EXERCISE TASKS ::
A: Answer these questions about the parenting essay, one line each:
(i) About how many times had the writer already found the oldest daughter trying on Mom's clothes before the most recent time?
(ii) Which two words does the essay use to describe Natalie's nature?
(iii) According to the essay, how do we all teach our children how to love?
B: Print the part of the parenting essay starting with "Do you ever" and going on through "my future grandchildren.".

───── PASSAGE GIVEN

Do you ever stretch your mind to imagine future seasons of life far beyond the one in which you currently live? Every once in awhile I find myself richly reminded that I am currently raising the parents of my future grandchildren.
The reasons I think about this every so often tend to vary, but most recently it hit home once again when I walked upstairs to my bedroom to find my oldest daughter locked inside the adjoining bathroom. This has been an endearing new pastime of hers to want to try Mom’s clothes on for size. I’d found her doing so probably three or four times already, so I knew before I even entered the bathroom what was going on inside. One time I even found her playing in my makeup too 😉
I happen to be a great big softie, so for me this elicited more heart explosions than anything else even though permission was never requested each time. That being said, the first time or two, I couldn’t help but think about how exasperated Natalie would be if she found her little sister in the same scenario with her clothes and personal items 😉 Guarded and private by nature, she tends to come by possessiveness and defensiveness easily at this point in her life, especially with her sister.
At first, I did ask Natalie some leading questions about how she thinks she would have reacted if she had walked in on her sister into her things without her permission – and she definitely got the point and did some self-reflecting without me having to say too much. But not only was it clear that this valid point fell utterly peripheral to her pressing motivations of the moment, I also came to believe that this same truth was beside the bigger point. It was rather inconsequential when compared with two important matters of the heart I could not ignore.
Not only was my daughter exercising the awesome power of imagination and finding joy in the endless possibilities found in the unique items that seem to embody Mom’s womanhood – but more importantly, this was an opportunity to model for my child the same response I would want her to meet her own children with some day.
Never before had I found myself so humbled in realizing what a powerful moment I was gifted with to make a difference in the lives of my children’s children. Though I may fail to see them, I actually have these opportunities every single day, all throughout the day. Indeed, we all teach our children how to love, by how we show love to them.
Here’s the clincher – seriously, this is what really gets me! We have this opportunity now to make the most of these opportunities, but soon – soon, our influence will no longer be so innate and accessible … or even welcomed. Just consider it – how common is it for grandparents to instruct their children in the art of parenting, as their children raise their own children each day?

──────────
───── SUPPLIED DATA

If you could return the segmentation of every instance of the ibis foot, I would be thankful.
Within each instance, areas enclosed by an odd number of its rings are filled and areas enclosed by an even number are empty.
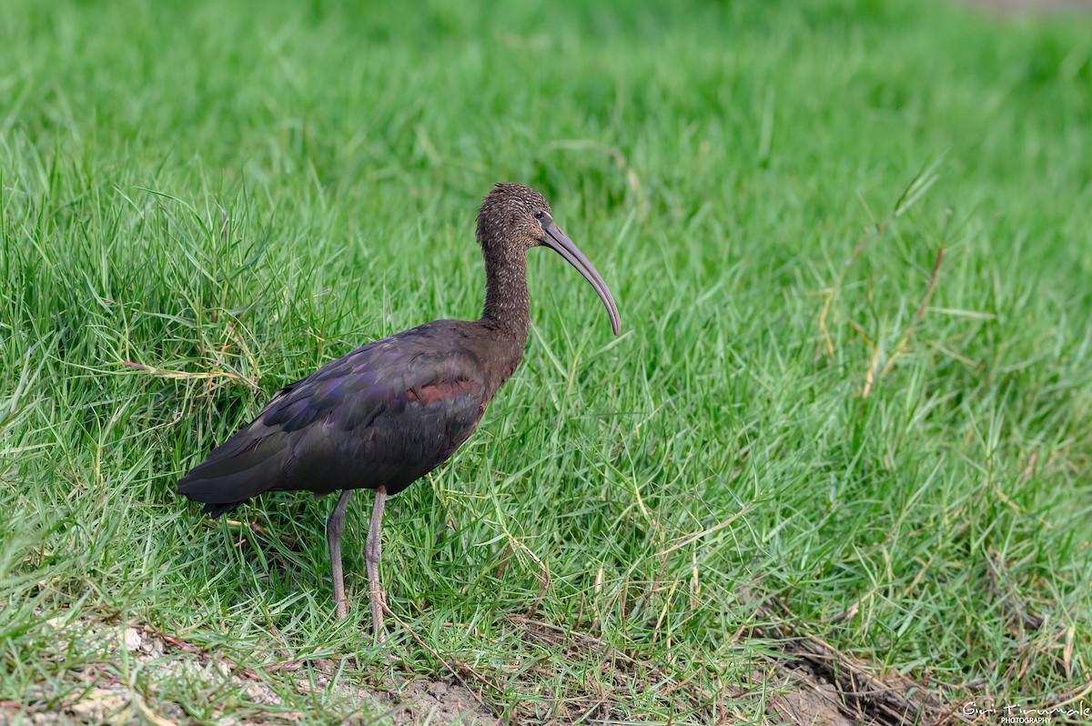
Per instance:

──────────

RESULTS FOR THE EXERCISE ::
A:
(i) Probably three or four times.
(ii) Guarded and private.
(iii) By how we show love to them.

B:
Do you ever stretch your mind to imagine future seasons of life far beyond the one in which you currently live? Every once in awhile I find myself richly reminded that I am currently raising the parents of my future grandchildren.